> _DOCUMENT EXTRACT_:

## Begin

So now assume the picture is included in the IBM dataset and it is used to train machine learning algorithms that are being used to train face-recognition software, and let’s further assume that some of those uses are commercial. I would argue that the terms of my licence are still intact. Firstly, the IBM dataset is being offered for free to researchers, so the non-commercial element is maintained. The pictures appear to have maintained the metadata, so I am also being attributed (edit: there is a question of whether the medatada fulfils attribution). The problem starts if my picture is changed in a way that it would be considered a derived work, as this would go against the terms of my licence. There could also be a problem if my picture is used by a researcher for commercial purposes.

Great! As the licence is breached, I can sue the commercial researchers for copyright infringement. Riches beckon!

Not so fast. If we were talking about my individual picture, I may have a case, but this is not a single use, this is part of a large dataset of millions of images, and my lone individual picture is of no interest, what matters is the accumulation of images, this is where the value of machine learning resides. And if we take all the pictures as a whole, then the individual terms and conditions of each CC licence are less important. Researchers that have had access to the dataset legitimately by complying with the terms and conditions set out by its creators can reuse these in any way permitted, and as we mentioned, these terms are quite permissive. Furthermore, the IBM and Flickr datasets fall under the protection of fair use in the US, and data mining exceptions where these exist, so researchers that are using them could do so freely, in some cases even for commercial purposes.

This opens up a new question, and that is whether an individual photographer whose picture has been made available in either dataset could sue for copyright infringement. I do not think so. To be able to claim individual infringement, there must be evidence that the image has been used in a way that is in breach of the licence, and these may not be the case, the mere inclusion of an image into a dataset is not a breach of the licence.

There is also the issue that the training of an AI does not constitute a derivative work in its own, and therefore the author of individual pictures would have a very difficult time proving that the resulting outputs from the training are a direct result of their individual image. Furthermore, the outputs from the data mining training may not be subject to any sort of protection in their own right, or these may differ from copyright. If the machine learning algorithm is used to produce a portrait, then this could very well be in the public domain as it is not original (see more about this here). If it produces software, a database, a model, an algorithm, or any similar technical effect, the protection may be under trade secrets, patents, database right (in Europe), and even copyright. But the result may have no connection whatsoever with my own picture, and therefore it would be impossible to claim infringement.

These are my first ideas based on the facts presented by the investigation. I am currently writing about this very subject, so much of the law is still fresh in my head, but I would be curious to see what others think.

One thing is clear, data mining is increasingly becoming a very important legal subject for copyright. Perhaps we are all obsessed with Article 13, when the most relevant article for the future is that containing data mining (Article 3 for those interested in looking it up).

Edited to fix some awkward wording on transient copies.

3 Comments

nemobis · March 14, 2019 at 1:53 pm

Yes but article 3 was made completely useless, so in practice it will leave the status quo unchanged. The battle will continue in courts and national parliaments because the Commission was completely unable to deal with any of the serious questions of copyright in the modern age.

## End

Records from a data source
## Begin

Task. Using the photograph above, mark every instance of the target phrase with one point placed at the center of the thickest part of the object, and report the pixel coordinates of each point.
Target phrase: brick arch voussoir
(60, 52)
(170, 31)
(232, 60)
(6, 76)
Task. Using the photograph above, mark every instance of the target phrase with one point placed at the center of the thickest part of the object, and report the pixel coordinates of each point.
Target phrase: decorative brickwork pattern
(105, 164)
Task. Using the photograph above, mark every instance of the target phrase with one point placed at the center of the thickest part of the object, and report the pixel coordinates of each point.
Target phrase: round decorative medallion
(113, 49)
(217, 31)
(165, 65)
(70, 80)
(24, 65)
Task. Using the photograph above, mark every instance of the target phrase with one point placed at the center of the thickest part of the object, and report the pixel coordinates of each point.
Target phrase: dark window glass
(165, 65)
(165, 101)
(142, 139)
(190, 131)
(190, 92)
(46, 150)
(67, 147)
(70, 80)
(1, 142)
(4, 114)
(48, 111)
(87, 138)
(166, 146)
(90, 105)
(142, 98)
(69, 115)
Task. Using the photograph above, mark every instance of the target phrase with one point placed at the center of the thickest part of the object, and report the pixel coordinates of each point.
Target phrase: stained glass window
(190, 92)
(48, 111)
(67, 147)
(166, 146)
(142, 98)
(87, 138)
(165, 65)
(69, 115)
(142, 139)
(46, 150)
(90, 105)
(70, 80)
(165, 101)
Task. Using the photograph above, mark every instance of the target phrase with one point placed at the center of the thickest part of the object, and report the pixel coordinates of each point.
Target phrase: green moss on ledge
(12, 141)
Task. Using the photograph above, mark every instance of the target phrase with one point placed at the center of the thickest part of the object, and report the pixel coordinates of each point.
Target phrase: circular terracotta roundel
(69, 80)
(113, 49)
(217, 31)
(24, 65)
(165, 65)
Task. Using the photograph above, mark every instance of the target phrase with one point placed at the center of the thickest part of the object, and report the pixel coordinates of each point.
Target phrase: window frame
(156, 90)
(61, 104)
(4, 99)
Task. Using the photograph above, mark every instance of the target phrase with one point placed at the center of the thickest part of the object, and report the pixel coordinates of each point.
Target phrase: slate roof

## End

> _GIVEN EXERCISE_:
Please name the article that the post on image datasets and copyright calls the most relevant for the future.

> _WRITTEN RESPONSE_:
Article 3, the one containing data mining.